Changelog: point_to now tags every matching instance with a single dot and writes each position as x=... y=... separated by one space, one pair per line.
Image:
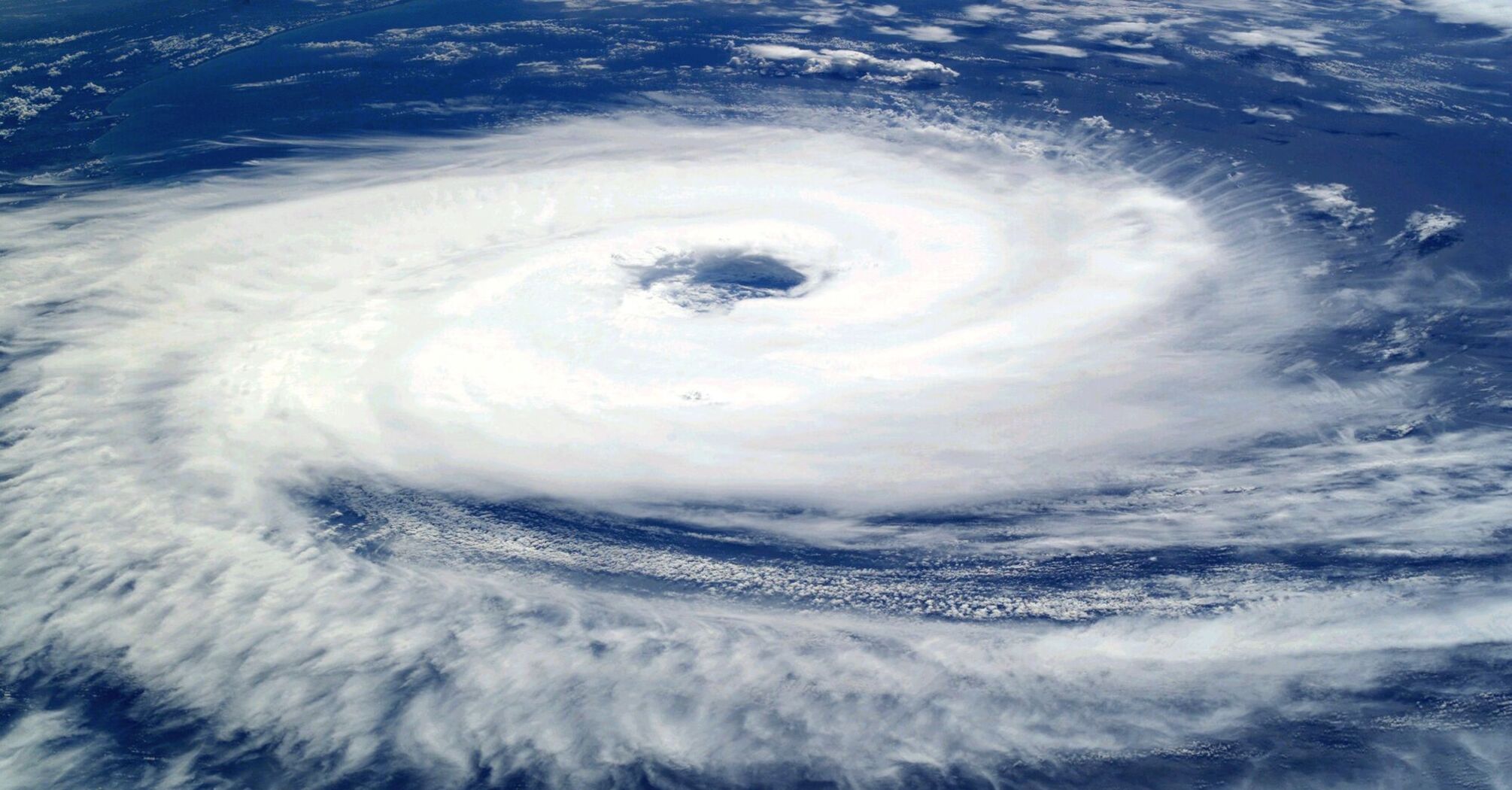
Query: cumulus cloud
x=1334 y=200
x=1488 y=13
x=843 y=323
x=846 y=64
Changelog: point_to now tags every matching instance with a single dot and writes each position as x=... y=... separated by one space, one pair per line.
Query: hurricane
x=855 y=435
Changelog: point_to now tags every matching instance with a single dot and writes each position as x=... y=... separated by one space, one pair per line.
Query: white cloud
x=935 y=34
x=1491 y=13
x=846 y=64
x=466 y=317
x=1425 y=226
x=1051 y=49
x=1334 y=200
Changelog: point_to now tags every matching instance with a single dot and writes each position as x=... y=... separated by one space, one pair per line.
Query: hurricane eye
x=718 y=279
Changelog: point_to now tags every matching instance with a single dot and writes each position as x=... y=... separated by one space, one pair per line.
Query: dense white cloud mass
x=645 y=314
x=1491 y=13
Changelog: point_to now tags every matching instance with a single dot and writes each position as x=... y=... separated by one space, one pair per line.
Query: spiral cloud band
x=788 y=329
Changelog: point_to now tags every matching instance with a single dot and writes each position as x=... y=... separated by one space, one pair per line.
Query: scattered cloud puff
x=849 y=64
x=1431 y=230
x=1335 y=202
x=1491 y=13
x=1051 y=49
x=935 y=34
x=1269 y=112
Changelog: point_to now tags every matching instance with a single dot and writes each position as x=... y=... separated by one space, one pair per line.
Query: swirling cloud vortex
x=613 y=311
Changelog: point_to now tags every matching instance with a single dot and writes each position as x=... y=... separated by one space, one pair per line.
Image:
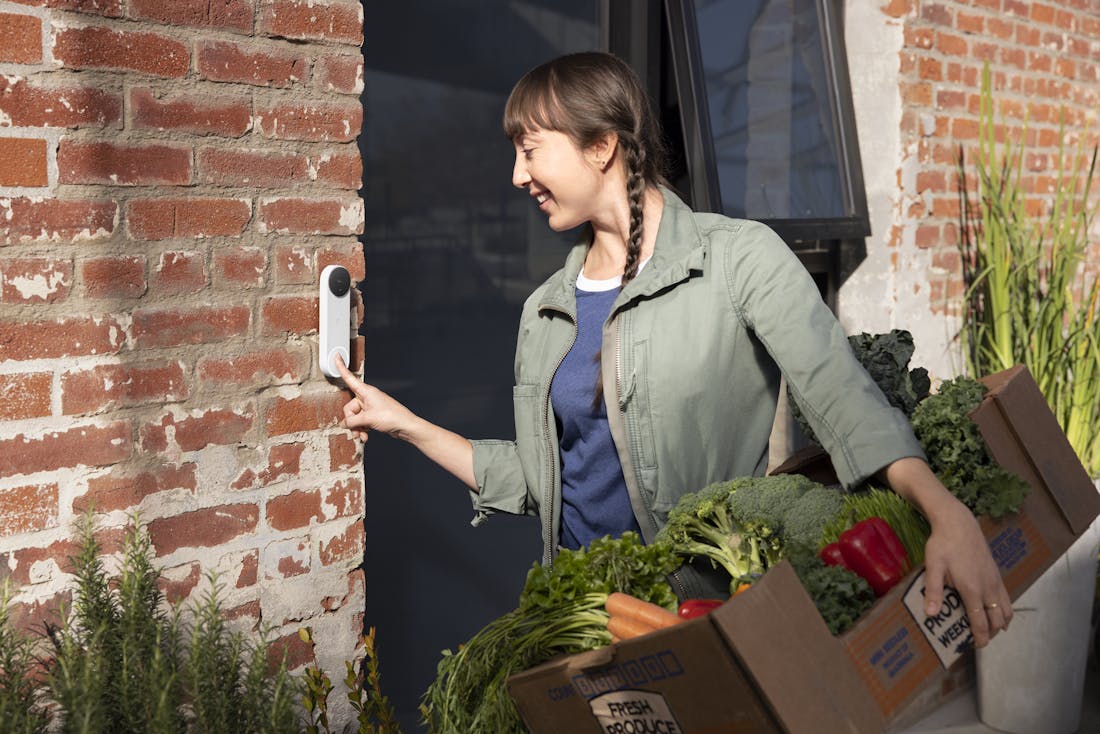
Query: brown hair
x=586 y=96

**********

WHAT TO WORK ON
The pictures in the entries should be left out; output everything else exactly.

WRITTEN ANSWER
Changelog: point_to now tags every matching instance with a single dot and writes each position as x=... y=... separated by one space, one pair per line.
Image:
Query: cumulus cloud
x=1334 y=200
x=1488 y=13
x=843 y=323
x=846 y=64
Changelog: point_to now tags every matching instance with a single dot and writes each position as x=... y=... separated by one space, one pair per line.
Query: hurricane
x=855 y=435
Changelog: point_to now tags every matching instance with a single dot and writes each position as x=... y=... separated by one space, one pair per line.
Query: white cloud
x=935 y=34
x=1491 y=13
x=846 y=64
x=466 y=317
x=1425 y=226
x=1051 y=49
x=1334 y=200
Changelog: point_to now tags every matching instance with a single dot and writes each position as x=... y=... separated by one space, one pair per line.
Query: hurricane eye
x=718 y=279
Changelog: point_to now tags every matching instance with a single dot and writes each position as x=... y=... separated by one space, one pair per line.
Query: dense white cloud mass
x=645 y=314
x=1491 y=13
Changelog: point_to now tags every matching instance with a single dot and writes each position as x=... y=... separated by one space, one pair per line.
Query: spiral cloud band
x=788 y=329
Changelog: point_to now tags every matching instance with a single dot and writes each position as x=... y=... separated by one space, one pair per line.
Query: scattered cloud puff
x=849 y=64
x=1431 y=230
x=1335 y=202
x=1491 y=13
x=1051 y=49
x=935 y=34
x=1269 y=112
Changelog: point_to now tags every matching instance with a single dot and writes each position as x=... y=... separated by one space, one pair per line.
Query: swirling cloud vortex
x=613 y=311
Changelog: point_to now tags every matching instance with a single dot and writes each position as x=... y=... separated by one space, one pair per line.
Image:
Query: brown hair
x=586 y=96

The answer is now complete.